RECORDED DATA ->
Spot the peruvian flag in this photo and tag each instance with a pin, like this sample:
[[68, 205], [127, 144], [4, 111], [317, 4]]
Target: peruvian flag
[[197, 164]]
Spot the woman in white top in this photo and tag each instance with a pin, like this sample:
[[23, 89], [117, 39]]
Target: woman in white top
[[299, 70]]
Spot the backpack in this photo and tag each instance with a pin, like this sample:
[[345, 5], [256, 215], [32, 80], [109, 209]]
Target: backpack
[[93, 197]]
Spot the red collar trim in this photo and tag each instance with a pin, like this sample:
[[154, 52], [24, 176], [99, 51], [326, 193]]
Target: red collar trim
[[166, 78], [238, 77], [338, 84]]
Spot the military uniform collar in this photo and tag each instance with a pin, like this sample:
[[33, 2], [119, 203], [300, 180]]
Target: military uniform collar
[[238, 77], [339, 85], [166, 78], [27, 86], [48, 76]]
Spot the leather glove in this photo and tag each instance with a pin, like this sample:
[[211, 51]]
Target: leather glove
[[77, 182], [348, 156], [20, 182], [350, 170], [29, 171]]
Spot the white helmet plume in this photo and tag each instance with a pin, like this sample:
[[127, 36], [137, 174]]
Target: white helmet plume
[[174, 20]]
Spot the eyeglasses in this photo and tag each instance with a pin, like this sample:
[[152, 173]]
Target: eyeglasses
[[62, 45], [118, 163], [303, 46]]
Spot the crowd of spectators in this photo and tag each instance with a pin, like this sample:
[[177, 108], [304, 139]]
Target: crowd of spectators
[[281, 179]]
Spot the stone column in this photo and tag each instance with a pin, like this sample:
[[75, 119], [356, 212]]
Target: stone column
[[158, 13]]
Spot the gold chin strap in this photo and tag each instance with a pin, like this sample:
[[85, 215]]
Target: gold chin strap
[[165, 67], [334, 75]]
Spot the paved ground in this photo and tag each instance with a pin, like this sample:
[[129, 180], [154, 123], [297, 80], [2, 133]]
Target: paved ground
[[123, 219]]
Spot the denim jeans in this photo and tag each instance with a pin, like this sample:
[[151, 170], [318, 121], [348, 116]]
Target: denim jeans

GIVEN INSTRUCTION ->
Reproduce the records verbatim, starting with the line that contains "Spot the eyeglasses", and continue through the last line of the records.

COMPLETE OUTPUT ->
Spot the eyeglasses in this photo and tag each instance with a pin, like this sample:
[[152, 173]]
Target: eyeglasses
[[62, 45], [118, 163], [303, 46]]
Spot the crowd of spectators in this photo and tag each instance with a pin, like this sample:
[[177, 108], [304, 139]]
Target: crowd of spectators
[[281, 179]]
Spot the stone column in this photo and tag each instance with a pin, like this sample:
[[75, 119], [356, 212]]
Target: stone column
[[158, 13]]
Spot the gold chin strap in this photo and tag each instance with a pin, like this sample:
[[85, 215]]
Target: gold chin strap
[[165, 67], [334, 75]]
Spot the paved ground in this photo and tag each instance with a pin, like this sample:
[[129, 180], [154, 123], [297, 80], [2, 133]]
Target: paved ground
[[123, 219]]
Spot the denim jeans in this photo and tag each instance with a pin, like this sample:
[[151, 170], [318, 121], [348, 116]]
Target: denim jeans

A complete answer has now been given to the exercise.